Set task
Collect every line of the data below that contains the string "wall", treating uppercase and lowercase as different.

Dataset extract

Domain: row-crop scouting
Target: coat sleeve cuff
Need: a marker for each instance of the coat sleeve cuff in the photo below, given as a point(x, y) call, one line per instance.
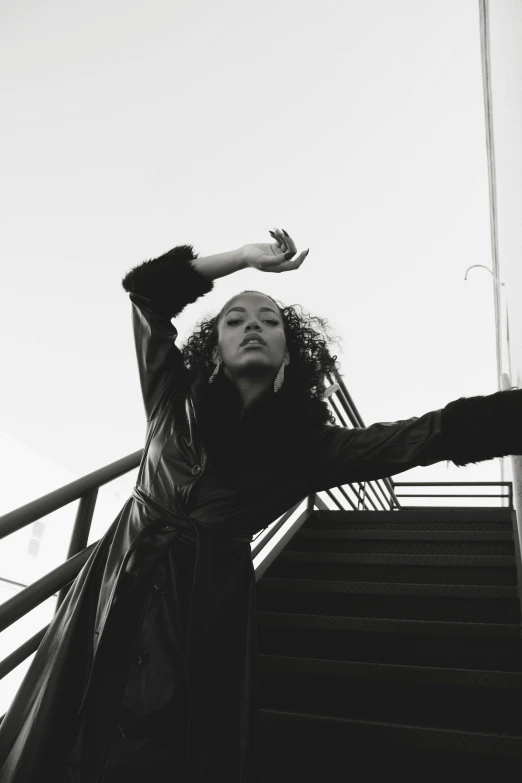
point(481, 428)
point(170, 281)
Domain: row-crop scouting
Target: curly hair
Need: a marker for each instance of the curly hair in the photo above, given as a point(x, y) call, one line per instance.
point(310, 360)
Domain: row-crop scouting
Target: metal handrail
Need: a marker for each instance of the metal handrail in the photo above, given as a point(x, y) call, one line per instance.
point(85, 489)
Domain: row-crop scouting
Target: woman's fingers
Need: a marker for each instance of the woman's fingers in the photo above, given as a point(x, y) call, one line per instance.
point(289, 241)
point(294, 263)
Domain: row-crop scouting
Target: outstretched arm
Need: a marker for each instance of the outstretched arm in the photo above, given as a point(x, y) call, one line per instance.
point(466, 430)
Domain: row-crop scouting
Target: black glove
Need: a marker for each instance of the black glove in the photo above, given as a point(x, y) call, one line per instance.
point(481, 428)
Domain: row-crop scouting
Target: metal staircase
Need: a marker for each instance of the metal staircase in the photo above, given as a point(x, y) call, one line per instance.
point(392, 637)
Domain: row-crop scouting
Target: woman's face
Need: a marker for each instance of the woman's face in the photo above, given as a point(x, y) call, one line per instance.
point(249, 316)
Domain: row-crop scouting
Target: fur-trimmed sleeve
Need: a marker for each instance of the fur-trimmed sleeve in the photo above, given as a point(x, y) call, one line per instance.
point(159, 289)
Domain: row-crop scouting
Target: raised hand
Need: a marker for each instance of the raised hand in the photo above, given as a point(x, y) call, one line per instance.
point(280, 257)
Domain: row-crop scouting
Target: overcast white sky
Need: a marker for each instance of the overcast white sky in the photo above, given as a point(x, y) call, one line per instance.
point(131, 127)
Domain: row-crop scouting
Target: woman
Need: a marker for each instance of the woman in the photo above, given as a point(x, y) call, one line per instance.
point(148, 670)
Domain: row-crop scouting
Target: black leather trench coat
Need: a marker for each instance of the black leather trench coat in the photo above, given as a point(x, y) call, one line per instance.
point(148, 670)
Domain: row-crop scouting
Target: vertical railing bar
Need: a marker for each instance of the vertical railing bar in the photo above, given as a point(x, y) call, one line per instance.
point(80, 534)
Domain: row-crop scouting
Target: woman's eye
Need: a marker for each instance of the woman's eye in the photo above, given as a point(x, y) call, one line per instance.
point(238, 321)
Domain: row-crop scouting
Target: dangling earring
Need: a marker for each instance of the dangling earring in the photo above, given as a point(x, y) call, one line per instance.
point(279, 378)
point(218, 365)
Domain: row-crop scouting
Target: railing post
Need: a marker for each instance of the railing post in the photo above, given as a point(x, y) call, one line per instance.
point(80, 534)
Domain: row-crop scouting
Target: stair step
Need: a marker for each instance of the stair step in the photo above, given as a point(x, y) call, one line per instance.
point(495, 647)
point(504, 561)
point(432, 569)
point(302, 746)
point(387, 588)
point(435, 514)
point(358, 670)
point(377, 625)
point(338, 534)
point(413, 525)
point(390, 543)
point(428, 698)
point(314, 597)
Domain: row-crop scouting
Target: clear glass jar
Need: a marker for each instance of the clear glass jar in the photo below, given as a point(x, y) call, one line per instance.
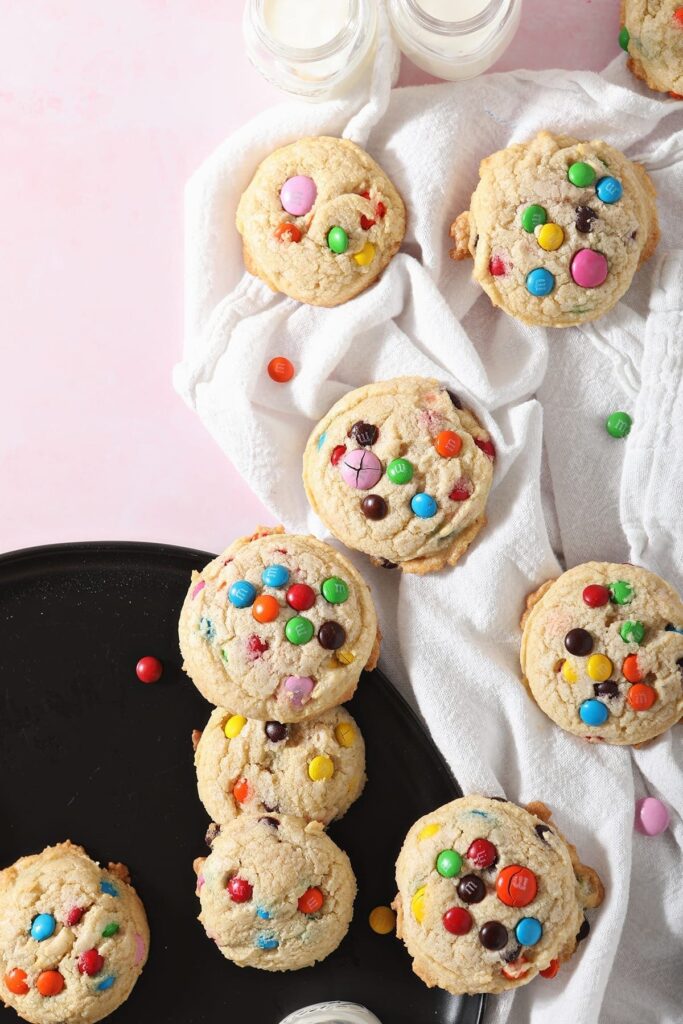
point(332, 1013)
point(314, 49)
point(455, 39)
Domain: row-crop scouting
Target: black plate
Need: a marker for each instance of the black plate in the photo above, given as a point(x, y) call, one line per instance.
point(90, 754)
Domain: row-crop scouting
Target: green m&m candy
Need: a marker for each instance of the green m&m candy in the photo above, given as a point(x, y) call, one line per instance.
point(621, 592)
point(335, 591)
point(534, 216)
point(632, 632)
point(337, 240)
point(299, 630)
point(619, 424)
point(582, 175)
point(399, 471)
point(449, 863)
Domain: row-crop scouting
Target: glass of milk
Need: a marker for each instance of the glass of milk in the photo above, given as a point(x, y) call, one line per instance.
point(314, 49)
point(332, 1013)
point(455, 39)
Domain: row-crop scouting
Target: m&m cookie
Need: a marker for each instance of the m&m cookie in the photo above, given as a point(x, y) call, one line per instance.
point(278, 628)
point(652, 36)
point(313, 769)
point(602, 652)
point(491, 895)
point(74, 937)
point(319, 220)
point(399, 470)
point(275, 893)
point(557, 228)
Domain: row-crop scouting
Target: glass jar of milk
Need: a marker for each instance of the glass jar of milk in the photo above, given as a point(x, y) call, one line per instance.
point(455, 39)
point(315, 49)
point(332, 1013)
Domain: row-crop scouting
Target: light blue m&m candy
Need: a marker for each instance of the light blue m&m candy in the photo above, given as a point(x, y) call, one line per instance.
point(274, 576)
point(540, 282)
point(43, 927)
point(242, 594)
point(609, 189)
point(593, 713)
point(528, 931)
point(424, 506)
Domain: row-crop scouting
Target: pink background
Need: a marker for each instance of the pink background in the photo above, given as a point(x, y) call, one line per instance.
point(105, 108)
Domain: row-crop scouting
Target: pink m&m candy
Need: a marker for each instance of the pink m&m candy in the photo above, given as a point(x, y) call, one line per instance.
point(298, 195)
point(297, 689)
point(360, 469)
point(651, 816)
point(589, 268)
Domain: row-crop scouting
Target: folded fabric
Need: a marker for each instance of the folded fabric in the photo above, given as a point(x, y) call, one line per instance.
point(563, 489)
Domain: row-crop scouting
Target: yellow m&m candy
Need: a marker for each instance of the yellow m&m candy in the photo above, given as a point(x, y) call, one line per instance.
point(418, 904)
point(599, 668)
point(233, 726)
point(550, 237)
point(366, 256)
point(321, 768)
point(345, 734)
point(382, 920)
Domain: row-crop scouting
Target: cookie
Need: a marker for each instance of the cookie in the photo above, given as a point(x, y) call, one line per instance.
point(313, 769)
point(489, 895)
point(558, 228)
point(319, 220)
point(275, 892)
point(602, 652)
point(278, 628)
point(652, 36)
point(74, 937)
point(399, 470)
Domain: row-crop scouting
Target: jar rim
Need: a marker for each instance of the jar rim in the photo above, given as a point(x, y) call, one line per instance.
point(255, 10)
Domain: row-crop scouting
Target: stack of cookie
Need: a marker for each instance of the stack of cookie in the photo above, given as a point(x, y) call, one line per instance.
point(275, 632)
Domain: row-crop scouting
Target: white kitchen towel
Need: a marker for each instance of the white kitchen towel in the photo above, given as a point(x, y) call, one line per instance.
point(562, 487)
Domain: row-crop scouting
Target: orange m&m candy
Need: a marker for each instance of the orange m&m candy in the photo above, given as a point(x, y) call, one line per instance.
point(641, 696)
point(516, 886)
point(15, 981)
point(287, 228)
point(49, 983)
point(311, 901)
point(241, 791)
point(265, 608)
point(449, 443)
point(631, 670)
point(281, 370)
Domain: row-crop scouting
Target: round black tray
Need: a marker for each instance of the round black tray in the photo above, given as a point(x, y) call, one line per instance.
point(90, 754)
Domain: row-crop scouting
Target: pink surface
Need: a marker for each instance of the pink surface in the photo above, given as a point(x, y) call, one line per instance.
point(104, 110)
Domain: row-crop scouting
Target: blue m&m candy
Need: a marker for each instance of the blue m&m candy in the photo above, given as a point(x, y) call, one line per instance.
point(275, 576)
point(43, 927)
point(242, 594)
point(540, 282)
point(424, 506)
point(528, 931)
point(593, 713)
point(609, 189)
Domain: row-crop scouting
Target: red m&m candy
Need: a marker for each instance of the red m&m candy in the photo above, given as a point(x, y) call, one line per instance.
point(301, 597)
point(241, 891)
point(595, 595)
point(482, 853)
point(280, 369)
point(458, 921)
point(516, 886)
point(148, 670)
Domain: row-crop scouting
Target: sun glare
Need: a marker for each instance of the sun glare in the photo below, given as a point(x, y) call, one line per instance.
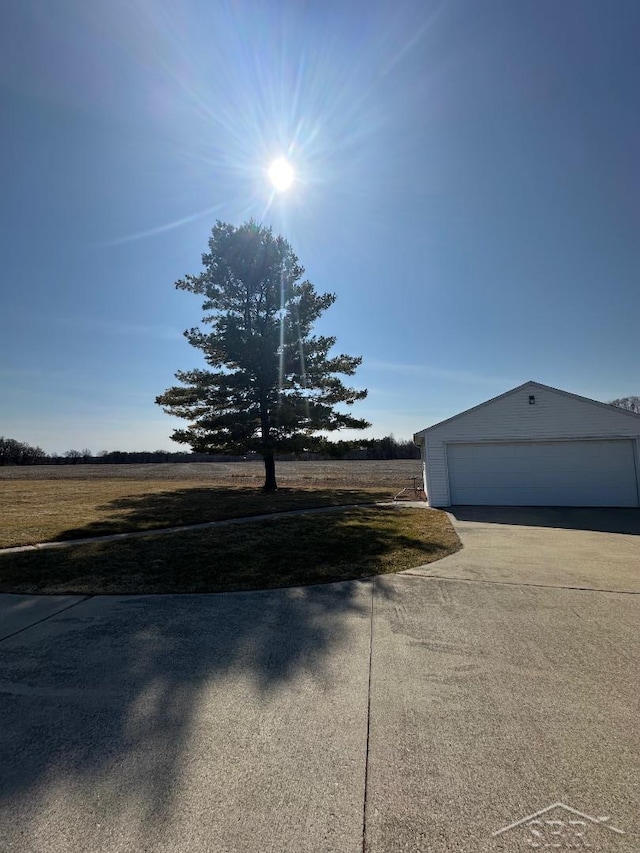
point(281, 174)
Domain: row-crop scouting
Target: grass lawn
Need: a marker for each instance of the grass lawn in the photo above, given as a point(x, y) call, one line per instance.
point(34, 511)
point(281, 552)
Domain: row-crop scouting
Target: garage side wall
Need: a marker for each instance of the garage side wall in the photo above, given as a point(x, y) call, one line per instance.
point(512, 418)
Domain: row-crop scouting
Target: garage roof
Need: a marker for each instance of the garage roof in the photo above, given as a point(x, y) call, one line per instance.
point(418, 437)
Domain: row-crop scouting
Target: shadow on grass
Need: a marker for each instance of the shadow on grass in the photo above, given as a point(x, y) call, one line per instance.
point(282, 551)
point(178, 507)
point(141, 721)
point(604, 519)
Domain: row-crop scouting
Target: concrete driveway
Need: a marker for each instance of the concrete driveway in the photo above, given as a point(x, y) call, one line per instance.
point(418, 712)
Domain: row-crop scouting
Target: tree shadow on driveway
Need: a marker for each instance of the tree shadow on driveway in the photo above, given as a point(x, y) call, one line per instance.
point(153, 722)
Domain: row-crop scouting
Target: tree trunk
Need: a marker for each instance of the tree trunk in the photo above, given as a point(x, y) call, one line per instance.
point(270, 484)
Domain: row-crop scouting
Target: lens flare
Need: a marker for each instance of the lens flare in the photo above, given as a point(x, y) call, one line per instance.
point(281, 174)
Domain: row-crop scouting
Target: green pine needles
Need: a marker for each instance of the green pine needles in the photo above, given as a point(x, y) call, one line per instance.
point(272, 385)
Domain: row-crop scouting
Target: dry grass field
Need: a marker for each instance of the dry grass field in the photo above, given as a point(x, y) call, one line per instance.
point(77, 501)
point(45, 503)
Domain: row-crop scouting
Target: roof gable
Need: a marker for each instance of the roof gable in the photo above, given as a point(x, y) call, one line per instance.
point(529, 385)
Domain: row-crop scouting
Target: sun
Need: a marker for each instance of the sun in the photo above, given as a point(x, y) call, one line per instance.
point(281, 174)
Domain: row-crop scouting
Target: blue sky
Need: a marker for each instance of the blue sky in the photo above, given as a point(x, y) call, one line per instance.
point(468, 183)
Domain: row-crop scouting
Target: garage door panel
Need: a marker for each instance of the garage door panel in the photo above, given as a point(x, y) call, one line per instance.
point(559, 473)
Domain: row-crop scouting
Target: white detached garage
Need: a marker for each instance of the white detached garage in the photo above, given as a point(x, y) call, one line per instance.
point(534, 446)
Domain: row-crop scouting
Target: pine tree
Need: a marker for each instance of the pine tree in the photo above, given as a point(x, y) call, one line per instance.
point(273, 385)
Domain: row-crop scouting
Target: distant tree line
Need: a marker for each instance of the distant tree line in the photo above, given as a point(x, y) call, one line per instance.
point(14, 452)
point(632, 404)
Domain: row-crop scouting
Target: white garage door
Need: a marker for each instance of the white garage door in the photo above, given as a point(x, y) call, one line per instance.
point(548, 473)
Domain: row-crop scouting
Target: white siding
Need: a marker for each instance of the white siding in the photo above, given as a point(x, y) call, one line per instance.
point(554, 415)
point(593, 472)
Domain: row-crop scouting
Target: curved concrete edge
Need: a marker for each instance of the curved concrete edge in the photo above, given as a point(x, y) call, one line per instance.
point(18, 611)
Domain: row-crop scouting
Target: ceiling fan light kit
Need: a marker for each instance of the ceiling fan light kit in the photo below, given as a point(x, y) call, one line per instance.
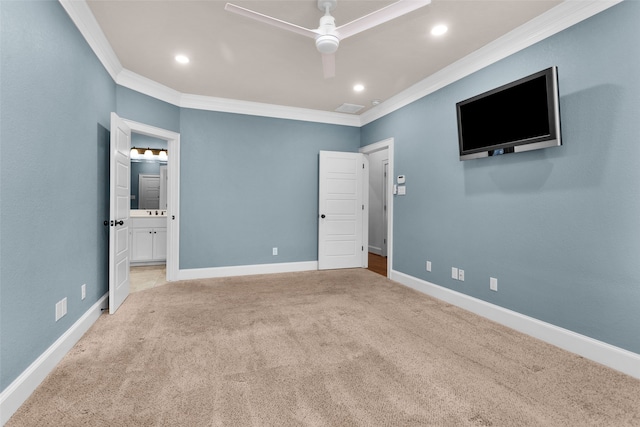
point(327, 36)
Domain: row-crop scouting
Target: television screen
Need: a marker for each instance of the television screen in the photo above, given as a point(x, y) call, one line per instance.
point(519, 116)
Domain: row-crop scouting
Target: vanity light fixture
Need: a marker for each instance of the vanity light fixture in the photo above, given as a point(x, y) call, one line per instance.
point(149, 153)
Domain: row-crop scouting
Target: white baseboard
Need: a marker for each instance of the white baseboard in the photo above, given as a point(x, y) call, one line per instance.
point(614, 357)
point(21, 388)
point(246, 270)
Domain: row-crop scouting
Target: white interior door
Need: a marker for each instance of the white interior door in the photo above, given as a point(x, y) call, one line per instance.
point(342, 220)
point(119, 199)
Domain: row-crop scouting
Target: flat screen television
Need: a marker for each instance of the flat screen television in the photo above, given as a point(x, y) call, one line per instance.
point(520, 116)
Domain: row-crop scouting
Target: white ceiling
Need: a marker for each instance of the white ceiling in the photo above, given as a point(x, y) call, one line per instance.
point(244, 66)
point(237, 58)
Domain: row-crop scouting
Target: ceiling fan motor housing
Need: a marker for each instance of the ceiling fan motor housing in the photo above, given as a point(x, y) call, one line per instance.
point(327, 41)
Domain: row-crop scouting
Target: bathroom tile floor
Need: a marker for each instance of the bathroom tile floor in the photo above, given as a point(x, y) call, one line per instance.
point(146, 277)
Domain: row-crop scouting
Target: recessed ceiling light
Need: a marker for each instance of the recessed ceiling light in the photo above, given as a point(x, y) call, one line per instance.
point(439, 30)
point(182, 59)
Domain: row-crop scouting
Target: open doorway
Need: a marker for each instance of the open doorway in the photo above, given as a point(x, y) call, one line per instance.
point(148, 212)
point(154, 206)
point(380, 221)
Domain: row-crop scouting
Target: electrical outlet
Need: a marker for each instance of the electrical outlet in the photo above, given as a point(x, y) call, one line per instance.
point(61, 308)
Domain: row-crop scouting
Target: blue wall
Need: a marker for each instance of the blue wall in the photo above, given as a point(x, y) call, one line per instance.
point(54, 153)
point(248, 184)
point(557, 227)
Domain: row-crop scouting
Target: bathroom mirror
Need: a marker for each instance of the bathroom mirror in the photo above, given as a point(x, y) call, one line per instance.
point(148, 174)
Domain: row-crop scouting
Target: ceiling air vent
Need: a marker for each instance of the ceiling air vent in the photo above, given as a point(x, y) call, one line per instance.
point(349, 108)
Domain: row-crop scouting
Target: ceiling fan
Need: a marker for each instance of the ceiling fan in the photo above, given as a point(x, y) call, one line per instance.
point(327, 35)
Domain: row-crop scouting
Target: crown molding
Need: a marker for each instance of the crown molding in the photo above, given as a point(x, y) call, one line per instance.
point(82, 17)
point(566, 14)
point(561, 17)
point(149, 87)
point(267, 110)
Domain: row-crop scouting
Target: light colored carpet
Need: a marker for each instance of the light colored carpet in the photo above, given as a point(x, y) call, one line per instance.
point(331, 348)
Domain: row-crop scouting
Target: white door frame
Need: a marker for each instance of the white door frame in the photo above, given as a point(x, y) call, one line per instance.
point(372, 148)
point(349, 213)
point(173, 191)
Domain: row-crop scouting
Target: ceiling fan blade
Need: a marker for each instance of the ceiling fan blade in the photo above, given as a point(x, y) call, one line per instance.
point(269, 20)
point(329, 65)
point(380, 16)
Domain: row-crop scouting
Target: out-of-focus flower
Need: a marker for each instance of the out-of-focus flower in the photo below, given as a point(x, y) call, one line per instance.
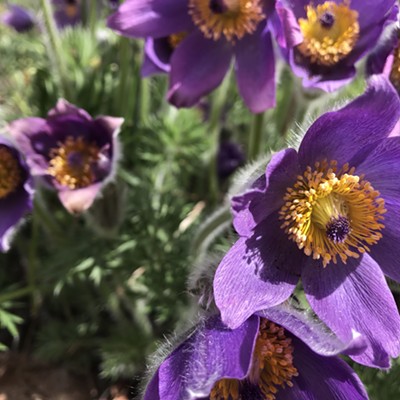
point(323, 40)
point(74, 153)
point(230, 157)
point(18, 18)
point(67, 12)
point(196, 41)
point(385, 59)
point(16, 190)
point(274, 356)
point(328, 213)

Answer to the exercise
Target: garage side wall
Need: a marker for each instance of the garage side wall in the photo above, given as a point(x, y) call, one line per instance.
Target: blue wall
Need: a marker for each instance of the blue wall in the photo above, given as a point(x, y) call, one line per instance.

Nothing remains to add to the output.